**WHAT YOU WILL DO**
- 1) From the integration-constant passage below, copy the wording from "OP: Why do we" to "a potential problem.".
- 2) List each numbered equation label that appears in the integration-constant passage below.

**PASSAGE**
• • • • • • •
OP: Why do we omit the constant of integration in the following step? We should add the constant since it will affect the summation.
OPs argument is valid. The RHS of (6) should have a constant of integration included. But note that Tunk Fey introduces in the following step this constant and this aspect is no longer a potential problem.
Continuing with (5) and substituting (6) Tunk Fey obtains \begin{align*} \sum_{n=1}^{\infty}\frac{H_nx^n}{n^3} &=\zeta(3)\ln(x)-\frac{1}{2} \left(\frac12\ln^2x\ln^2(1-x)-2\ln x\left[\sum_{n=1}^\infty\frac{H_{n} x^{n}}{n^2}-\operatorname{Li}_3(x)\right]\right.\\ &\quad\left.+2\left[\sum_{n=1}^\infty\frac{H_{n} x^{n}}{n^3}-\operatorname{Li}_4(x)\right]\right) +\operatorname{Li}_4(x)-\operatorname{Li}_3(1-x)\ln x-\frac{\pi^2}{6}\operatorname{Li}_2(x)\\ &=\zeta(3)\ln(x)-\frac{1}{4} \ln^2x\ln^2(1-x)+\ln x\sum_{n=1}^\infty\frac{H_{n} x^{n}}{n^2}-\ln x\operatorname{Li}_3(x)\\ &\quad-\sum_{n=1}^\infty\frac{H_{n} x^{n}}{n^3}+2\operatorname{Li}_4(x) -\operatorname{Li}_3(1-x)\ln x-\frac{\pi^2}{6}\operatorname{Li}_2(x)\tag{7}\\ \end{align*} It follows \begin{align*} \sum_{n=1}^{\infty}\frac{H_nx^n}{n^3} &=\frac{1}{2}\zeta(3)\ln(x)-\frac{1}{8} \ln^2x\ln^2(1-x)+\frac{1}{2}\ln x\sum_{n=1}^\infty\frac{H_{n} x^{n}}{n^2}-\frac{1}{2}\ln x\operatorname{Li}_3(x)\\ &\qquad+\operatorname{Li}_4(x) -\frac{1}{2}\operatorname{Li}_3(1-x)\ln x-\frac{\pi^2}{12}\operatorname{Li}_2(x)+C\\ \end{align*}
In the last step Tunk Fey determines the integration constant $C$ by setting $x=1$ in (7) and using the known value of \begin{align*} \sum_{n=1}^{\infty}\frac{H_n}{n^3}=\frac{\pi^4}{72} \end{align*} and some special values of Polygamma functions (maybe with some help of Wolfram Alpha).
• • • • • • •
**DATA LINES**
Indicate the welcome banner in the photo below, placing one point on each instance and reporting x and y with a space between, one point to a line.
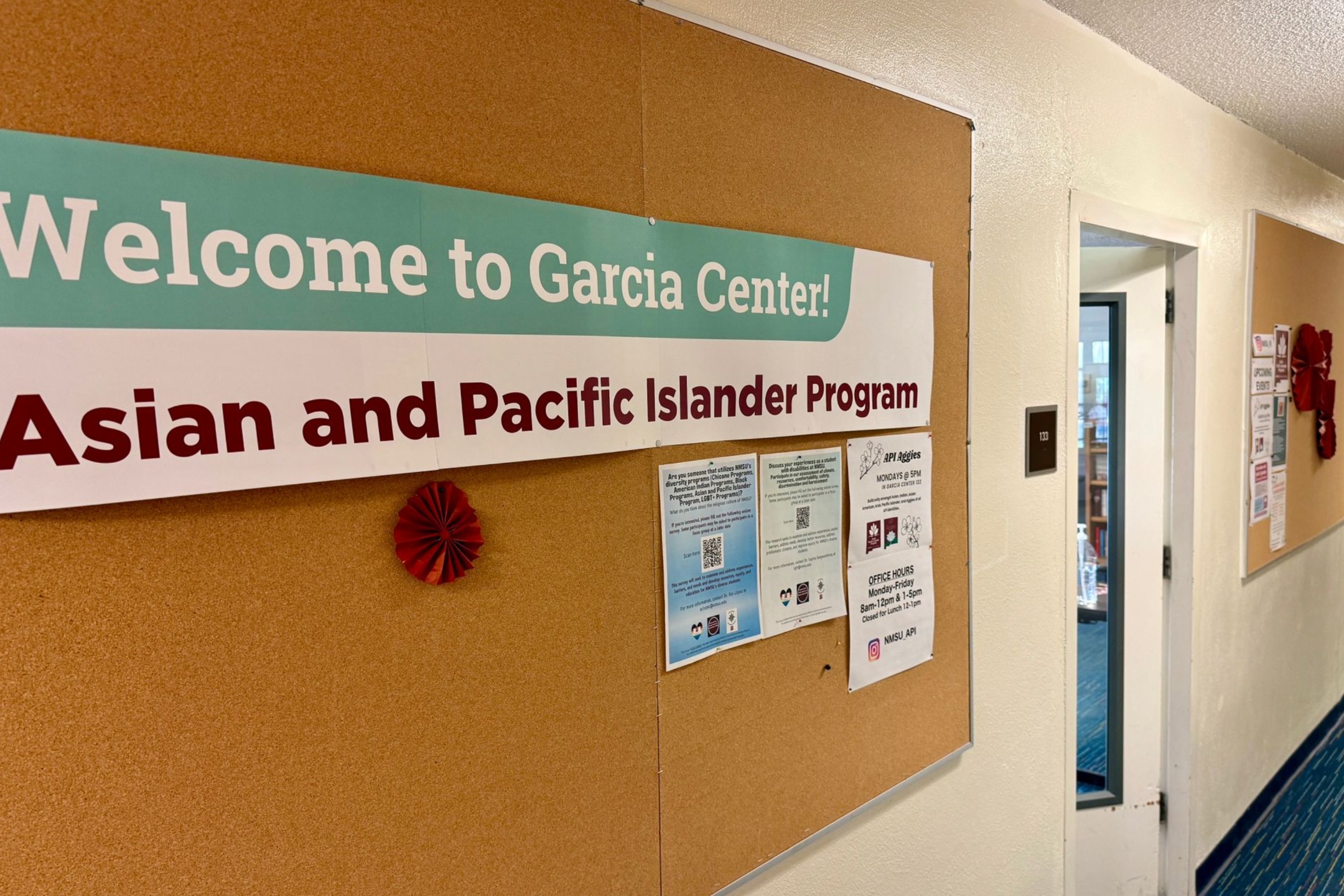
174 324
• • • • • • •
**TASK RESULTS**
- 1)
OP: Why do we omit the constant of integration in the following step? We should add the constant since it will affect the summation.
OPs argument is valid. The RHS of (6) should have a constant of integration included. But note that Tunk Fey introduces in the following step this constant and this aspect is no longer a potential problem.

- 2) (5), (6), (7)